Le consegne:
a – Puoi stampare il testo sul Pantheon per intero, identico parola per parola?
b – Puoi riportare dai record, identiche, solo le righe che cominciano da quella che contiene "In this exercise you will point out the wooden" e terminano con quella che contiene "[(815, 662)]", entrambe incluse?

Il Pantheon: miti, misteri, grandi fatti storici. Il tempio voluto da Cesare Ottaviano Augusto e dedicato a tutti gli dèi ne ha di storie da raccontare, in oltre duemila anni di travagliata vita ha visto di tutto. Già il luogo dell’edificazione è legato a un mito straordinario: in quel punto del Campo Marzio Romolo, fondatore e primo re di Roma, sarebbe asceso al cielo durante un rito religioso.
Una leggenda medioevale, particolarmente affascinante, riguarda invece la cosiddetta cacciata dei diavoli. Quando nel 609 dopo Cristo l’antico tempio pagano fu trasformato in chiesa consacrata a Santa Maria ad Martyres, i demoni fuggirono dall’edificio facendo saltare una gigantesca pigna di bronzo, che ostruiva il foro circolare di 9 metri posto sulla sommità della cupola, il cosiddetto “oculus”, occhio. Dei diavoli fuggiti non c’è traccia, ma una enorme pigna di bronzo, detta Pignone, esiste davvero. È alta quasi 4 metri, è opera dello scultore dell’antica urbe Publio Cincio Savio, si trovava nelle Terme di Agrippa e ora è in uno dei cortili dei Musei Vaticani.

Record estratti:
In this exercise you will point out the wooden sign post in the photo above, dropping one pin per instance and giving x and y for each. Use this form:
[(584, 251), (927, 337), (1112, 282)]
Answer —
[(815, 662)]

==

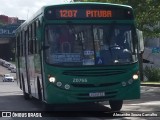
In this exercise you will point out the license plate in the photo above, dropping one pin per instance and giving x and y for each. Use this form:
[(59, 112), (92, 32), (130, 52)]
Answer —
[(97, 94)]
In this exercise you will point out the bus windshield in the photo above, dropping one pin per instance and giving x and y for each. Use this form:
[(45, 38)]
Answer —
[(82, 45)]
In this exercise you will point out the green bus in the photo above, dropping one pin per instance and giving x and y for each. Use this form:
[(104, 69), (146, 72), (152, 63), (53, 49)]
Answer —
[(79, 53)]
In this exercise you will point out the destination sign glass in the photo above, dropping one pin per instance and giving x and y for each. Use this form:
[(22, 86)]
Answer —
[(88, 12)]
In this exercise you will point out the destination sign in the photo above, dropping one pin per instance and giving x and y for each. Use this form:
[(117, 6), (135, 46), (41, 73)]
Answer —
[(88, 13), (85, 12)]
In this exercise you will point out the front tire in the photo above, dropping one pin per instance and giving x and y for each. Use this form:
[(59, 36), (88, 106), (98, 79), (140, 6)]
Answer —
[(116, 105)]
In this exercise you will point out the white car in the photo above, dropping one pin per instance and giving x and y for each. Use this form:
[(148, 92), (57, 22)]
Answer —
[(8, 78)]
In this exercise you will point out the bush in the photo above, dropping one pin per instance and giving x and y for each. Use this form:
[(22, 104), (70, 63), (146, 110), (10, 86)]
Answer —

Risultati finali:
a –
Il Pantheon: miti, misteri, grandi fatti storici. Il tempio voluto da Cesare Ottaviano Augusto e dedicato a tutti gli dèi ne ha di storie da raccontare, in oltre duemila anni di travagliata vita ha visto di tutto. Già il luogo dell’edificazione è legato a un mito straordinario: in quel punto del Campo Marzio Romolo, fondatore e primo re di Roma, sarebbe asceso al cielo durante un rito religioso.
Una leggenda medioevale, particolarmente affascinante, riguarda invece la cosiddetta cacciata dei diavoli. Quando nel 609 dopo Cristo l’antico tempio pagano fu trasformato in chiesa consacrata a Santa Maria ad Martyres, i demoni fuggirono dall’edificio facendo saltare una gigantesca pigna di bronzo, che ostruiva il foro circolare di 9 metri posto sulla sommità della cupola, il cosiddetto “oculus”, occhio. Dei diavoli fuggiti non c’è traccia, ma una enorme pigna di bronzo, detta Pignone, esiste davvero. È alta quasi 4 metri, è opera dello scultore dell’antica urbe Publio Cincio Savio, si trovava nelle Terme di Agrippa e ora è in uno dei cortili dei Musei Vaticani.

b –
In this exercise you will point out the wooden sign post in the photo above, dropping one pin per instance and giving x and y for each. Use this form:
[(584, 251), (927, 337), (1112, 282)]
Answer —
[(815, 662)]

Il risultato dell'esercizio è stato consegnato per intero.